- [Your objective] Copy the listing below word for word, line by line, without changing anything.

- [Exercise material]
******************************
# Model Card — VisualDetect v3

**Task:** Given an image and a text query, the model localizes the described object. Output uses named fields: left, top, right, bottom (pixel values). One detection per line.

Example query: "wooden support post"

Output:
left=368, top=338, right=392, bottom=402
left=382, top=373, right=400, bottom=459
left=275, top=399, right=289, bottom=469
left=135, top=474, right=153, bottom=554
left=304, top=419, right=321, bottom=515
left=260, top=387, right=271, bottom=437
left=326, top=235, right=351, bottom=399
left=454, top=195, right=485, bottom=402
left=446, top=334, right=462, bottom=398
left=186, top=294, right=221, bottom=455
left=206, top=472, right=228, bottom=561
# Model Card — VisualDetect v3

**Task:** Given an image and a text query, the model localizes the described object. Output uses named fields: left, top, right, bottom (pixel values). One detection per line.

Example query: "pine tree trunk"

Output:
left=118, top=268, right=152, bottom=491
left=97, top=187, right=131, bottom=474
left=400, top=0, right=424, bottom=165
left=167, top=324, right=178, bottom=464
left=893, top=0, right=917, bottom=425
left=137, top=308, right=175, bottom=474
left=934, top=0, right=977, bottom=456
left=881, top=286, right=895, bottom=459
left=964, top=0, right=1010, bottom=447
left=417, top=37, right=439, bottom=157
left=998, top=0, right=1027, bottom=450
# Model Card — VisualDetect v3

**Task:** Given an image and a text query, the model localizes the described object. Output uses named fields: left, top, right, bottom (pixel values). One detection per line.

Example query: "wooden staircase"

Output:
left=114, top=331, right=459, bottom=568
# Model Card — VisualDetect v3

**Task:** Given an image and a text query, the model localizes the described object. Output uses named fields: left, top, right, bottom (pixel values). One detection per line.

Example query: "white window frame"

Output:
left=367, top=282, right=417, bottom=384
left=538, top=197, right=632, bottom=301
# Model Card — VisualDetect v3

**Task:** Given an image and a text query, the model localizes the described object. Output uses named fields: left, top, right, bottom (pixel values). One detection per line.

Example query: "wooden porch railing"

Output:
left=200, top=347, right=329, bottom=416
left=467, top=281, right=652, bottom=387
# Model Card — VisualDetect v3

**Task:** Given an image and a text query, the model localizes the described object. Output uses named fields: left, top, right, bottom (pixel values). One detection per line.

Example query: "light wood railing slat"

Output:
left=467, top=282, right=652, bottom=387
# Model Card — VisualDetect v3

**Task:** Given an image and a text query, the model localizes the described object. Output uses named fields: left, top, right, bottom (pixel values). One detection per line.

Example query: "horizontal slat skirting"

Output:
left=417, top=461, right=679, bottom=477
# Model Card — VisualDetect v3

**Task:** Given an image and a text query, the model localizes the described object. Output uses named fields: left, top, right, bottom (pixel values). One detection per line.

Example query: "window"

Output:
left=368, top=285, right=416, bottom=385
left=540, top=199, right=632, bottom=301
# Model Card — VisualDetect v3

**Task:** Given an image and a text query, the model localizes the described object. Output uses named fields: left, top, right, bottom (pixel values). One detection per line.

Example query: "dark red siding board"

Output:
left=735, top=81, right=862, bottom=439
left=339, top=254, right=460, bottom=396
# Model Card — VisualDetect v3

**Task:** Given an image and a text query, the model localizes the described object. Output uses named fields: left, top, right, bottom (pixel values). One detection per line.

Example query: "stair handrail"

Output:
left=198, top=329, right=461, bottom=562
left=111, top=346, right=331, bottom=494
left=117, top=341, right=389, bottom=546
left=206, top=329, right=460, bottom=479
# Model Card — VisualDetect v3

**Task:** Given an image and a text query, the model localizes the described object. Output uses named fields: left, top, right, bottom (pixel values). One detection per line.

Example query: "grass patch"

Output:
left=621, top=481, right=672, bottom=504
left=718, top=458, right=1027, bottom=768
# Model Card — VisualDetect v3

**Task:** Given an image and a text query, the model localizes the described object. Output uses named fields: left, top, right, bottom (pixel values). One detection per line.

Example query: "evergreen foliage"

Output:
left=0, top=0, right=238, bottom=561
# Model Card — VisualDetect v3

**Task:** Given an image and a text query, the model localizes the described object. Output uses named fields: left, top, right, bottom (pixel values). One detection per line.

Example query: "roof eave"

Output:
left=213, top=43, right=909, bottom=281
******************************
- [Full answer]
# Model Card — VisualDetect v3

**Task:** Given an image and a text query, the model localizes the described object. Output uses named fields: left, top, right, bottom (pixel values). One detection per line.

Example query: "wooden support post"

Output:
left=368, top=338, right=392, bottom=402
left=382, top=373, right=400, bottom=459
left=275, top=399, right=289, bottom=469
left=135, top=474, right=153, bottom=554
left=304, top=419, right=321, bottom=515
left=260, top=387, right=271, bottom=437
left=326, top=235, right=351, bottom=399
left=454, top=195, right=485, bottom=402
left=446, top=334, right=462, bottom=398
left=186, top=294, right=221, bottom=455
left=206, top=472, right=228, bottom=561
# Model Card — VisualDetect v3

**Task:** Given an image and a text query, the model localizes the described object. Output uses named fields: left, top, right, bottom (pixel values). One detection per line.

Example query: "pine tree trunk"

Output:
left=118, top=268, right=152, bottom=491
left=97, top=187, right=131, bottom=474
left=400, top=0, right=424, bottom=165
left=167, top=324, right=178, bottom=464
left=893, top=0, right=917, bottom=425
left=137, top=308, right=175, bottom=474
left=934, top=0, right=977, bottom=456
left=881, top=286, right=895, bottom=459
left=964, top=0, right=1010, bottom=447
left=417, top=37, right=439, bottom=157
left=998, top=0, right=1027, bottom=450
# Model Card — VisualDetect v3

**Task:** Given an image and a text query, the model localizes the described object. Output uses named fields: left, top, right, bottom (pixel values). One detection per line.

Example query: "wooden staircase"

Output:
left=114, top=331, right=459, bottom=568
# Model Card — VisualDetect v3

**Task:** Given an image and a text query, the model localizes the described object. Output uses named fields: left, top, right, bottom (pixel values). One detection per line.

Example query: "white window frame"

Output:
left=367, top=282, right=417, bottom=384
left=538, top=197, right=632, bottom=301
# Model Card — VisualDetect v3

**Task:** Given an image and a text query, the model localizes the described object. Output uses named fields: left, top, right, bottom (pixel values). One detection per line.

Example query: "wooden porch railing"

Output:
left=200, top=347, right=329, bottom=416
left=467, top=281, right=652, bottom=387
# Model Card — VisualDetect v3

**Task:** Given an image and a text query, the model localizes the described object. Output uses named fields: left, top, right, bottom (pixel values). One detection per line.

Example query: "light wood railing slat"

Output:
left=467, top=282, right=652, bottom=387
# Model Card — VisualDetect v3

**Task:** Given an image and a text query, the model localizes the described object. Output uses named fields: left, top, right, bottom (pixel values). One detection per line.

Example query: "horizontal slat skirting"

Output:
left=417, top=461, right=679, bottom=477
# Model Card — VisualDetect v3

**Task:** Given an image and a text query, the model localizes the described object. Output uses named fields: left, top, right, bottom (pixel values). One detection per line.

Example query: "window"

Output:
left=368, top=285, right=416, bottom=385
left=540, top=199, right=632, bottom=301
# Model Card — VisualDetect v3

**Task:** Given an image and a text query, the model localizes the described object. Output uses named fields: left, top, right, bottom (pixel values). One detection per line.

Example query: "dark red siding board"

Output:
left=735, top=81, right=862, bottom=439
left=339, top=254, right=460, bottom=396
# Model Card — VisualDetect v3

**Task:** Given an image and a text query, the model localizes the described object. Output uses named fields: left, top, right, bottom (pixel values). One detection per line.

Example query: "stair handrail"

Output:
left=198, top=329, right=461, bottom=562
left=111, top=346, right=331, bottom=494
left=117, top=341, right=389, bottom=546
left=206, top=329, right=460, bottom=479
# Model Card — VisualDetect v3

**Task:** Given an image and a text query, the model localizes the described object. Output uses named fields: left, top, right, bottom (pixel values). One detection per line.

Example query: "grass patch"

Output:
left=621, top=481, right=672, bottom=504
left=718, top=458, right=1027, bottom=768
# Model Card — VisualDetect v3

**Task:** Given an image and a text query, the model localizes the described object. Output uses named fields: left, top, right, bottom (pixel values). One detection per line.

Example query: "evergreen foliage"

Output:
left=0, top=0, right=238, bottom=561
# Model Card — VisualDetect v3

**Task:** Given an image and a text query, the model localizes the described object. Output uses named fields: left, top, right, bottom (pixel values). One detection per line.

Example query: "roof eave"

Output:
left=213, top=43, right=909, bottom=281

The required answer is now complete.